Data listing:
--- START ---

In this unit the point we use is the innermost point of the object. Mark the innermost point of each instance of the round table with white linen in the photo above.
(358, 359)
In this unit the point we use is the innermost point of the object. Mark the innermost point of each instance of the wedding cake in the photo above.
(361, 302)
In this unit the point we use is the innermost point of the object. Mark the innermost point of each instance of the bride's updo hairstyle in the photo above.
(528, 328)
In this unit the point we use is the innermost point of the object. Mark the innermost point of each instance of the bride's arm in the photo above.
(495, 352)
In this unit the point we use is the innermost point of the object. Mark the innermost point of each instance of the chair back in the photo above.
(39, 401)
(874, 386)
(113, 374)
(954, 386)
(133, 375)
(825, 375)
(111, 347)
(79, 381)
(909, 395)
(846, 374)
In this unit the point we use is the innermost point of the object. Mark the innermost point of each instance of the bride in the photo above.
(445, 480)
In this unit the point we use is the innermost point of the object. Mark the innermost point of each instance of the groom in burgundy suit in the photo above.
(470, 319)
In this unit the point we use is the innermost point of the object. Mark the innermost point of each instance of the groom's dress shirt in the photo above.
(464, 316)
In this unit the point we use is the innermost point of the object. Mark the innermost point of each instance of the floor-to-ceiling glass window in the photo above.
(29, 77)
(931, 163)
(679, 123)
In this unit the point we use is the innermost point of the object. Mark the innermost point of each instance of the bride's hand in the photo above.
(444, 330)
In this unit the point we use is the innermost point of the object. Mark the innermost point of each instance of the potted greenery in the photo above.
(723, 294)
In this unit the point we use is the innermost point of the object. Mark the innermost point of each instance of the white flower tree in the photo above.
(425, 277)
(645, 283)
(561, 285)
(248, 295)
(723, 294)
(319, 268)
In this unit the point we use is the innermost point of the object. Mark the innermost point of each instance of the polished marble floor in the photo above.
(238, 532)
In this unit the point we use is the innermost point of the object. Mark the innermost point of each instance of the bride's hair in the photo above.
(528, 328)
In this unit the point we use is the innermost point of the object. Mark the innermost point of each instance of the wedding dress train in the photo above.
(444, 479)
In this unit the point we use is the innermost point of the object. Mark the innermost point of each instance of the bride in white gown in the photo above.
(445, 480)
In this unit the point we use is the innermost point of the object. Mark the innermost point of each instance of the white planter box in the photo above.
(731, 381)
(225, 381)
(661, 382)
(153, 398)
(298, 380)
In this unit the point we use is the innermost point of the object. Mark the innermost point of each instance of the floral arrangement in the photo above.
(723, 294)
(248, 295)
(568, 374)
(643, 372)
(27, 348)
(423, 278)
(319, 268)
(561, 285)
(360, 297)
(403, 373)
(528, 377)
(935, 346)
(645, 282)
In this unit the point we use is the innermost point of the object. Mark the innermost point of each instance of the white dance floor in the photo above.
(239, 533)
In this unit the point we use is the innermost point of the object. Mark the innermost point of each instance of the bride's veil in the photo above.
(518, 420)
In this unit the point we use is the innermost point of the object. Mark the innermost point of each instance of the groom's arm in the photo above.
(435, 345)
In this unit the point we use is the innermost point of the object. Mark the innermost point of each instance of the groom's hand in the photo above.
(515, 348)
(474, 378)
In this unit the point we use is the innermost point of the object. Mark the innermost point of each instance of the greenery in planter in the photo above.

--- END ---

TASK STATEMENT
Rewrite the listing with every occurrence of "innermost point" swapped for "central point", leaving everything else unchanged.

PROBLEM SOLUTION
In this unit the point we use is the central point of the object. Mark the central point of each instance of the round table with white linen in the photo above.
(358, 359)
In this unit the point we use is the central point of the object. Mark the central point of each instance of the wedding cake in the photo above.
(361, 302)
In this unit the point we use is the central point of the object. Mark the central point of each instance of the bride's updo hairstyle in the photo above.
(528, 328)
In this unit the point we use is the central point of the object. Mark the central point of each instance of the bride's arm in the photo above.
(495, 352)
In this unit the point we use is the central point of the object. Mark the central point of each instance of the chair back in the photo above.
(39, 401)
(874, 386)
(113, 374)
(954, 386)
(133, 375)
(825, 375)
(111, 347)
(79, 381)
(909, 395)
(846, 374)
In this unit the point we use is the central point of the object. Mark the central point of each instance of the bride in the photo above.
(445, 480)
In this unit the point we use is the central point of the object. Mark the central point of each instance of the groom in burgundy suit in the photo above.
(470, 319)
In this unit the point we use is the central point of the object. Mark the central point of each instance of the groom's dress shirt in the photo above.
(464, 316)
In this unit the point we use is the central point of the object. Mark the central point of each instance of the floor-to-ceiling glass window in the photo above.
(29, 77)
(931, 163)
(679, 123)
In this unit the point we use is the central point of the object. Mark the central point of each instance of the bride's hand in the photo above.
(444, 330)
In this unit the point we use is the central point of the object. Mark the central point of each instance of the potted greenery in the photo above.
(723, 294)
In this unit the point we use is the central point of the object. Mark the central point of each instance of the white flower tree in the photo above.
(425, 277)
(645, 283)
(561, 285)
(248, 295)
(723, 294)
(319, 268)
In this unit the point we use is the central point of the object. Mark the central point of each instance of the polished marble floor in the photo above.
(238, 532)
In this unit the point we use is the central point of the object. Mark the central point of each instance of the bride's hair in the photo above.
(528, 328)
In this unit the point we use is the central point of the object. Mark the central point of each instance of the wedding dress train in the photo above.
(444, 479)
In this unit the point we use is the central point of the object. Mark the central point of each instance of the bride in white gown in the photo above.
(445, 480)
In this unit the point we use is the central point of the object. Mark the central point of each instance of the white planter box in the photo above.
(731, 381)
(225, 381)
(661, 382)
(153, 398)
(298, 380)
In this unit the point we use is the central point of the object. Mark the central point of each instance of the floral arrangement in the photo above.
(723, 294)
(248, 295)
(568, 374)
(643, 372)
(27, 348)
(423, 278)
(319, 268)
(561, 285)
(360, 297)
(403, 373)
(528, 377)
(935, 346)
(645, 282)
In this unit the point we use is the central point of the object. Mark the central point of each instance of the white dance floor in the photo above.
(239, 533)
In this unit the point we use is the central point of the object. Mark the central point of each instance of the bride's veil in the photo above.
(518, 420)
In this unit the point we use is the central point of the object. Mark the central point of each instance of the groom's arm in the photo above.
(435, 345)
In this unit the point we use is the central point of the object. Mark the central point of each instance of the groom's hand in the photo above.
(515, 348)
(474, 378)
In this unit the point we use is the central point of the object. Mark the central point of each instance of the greenery in planter in the photo above.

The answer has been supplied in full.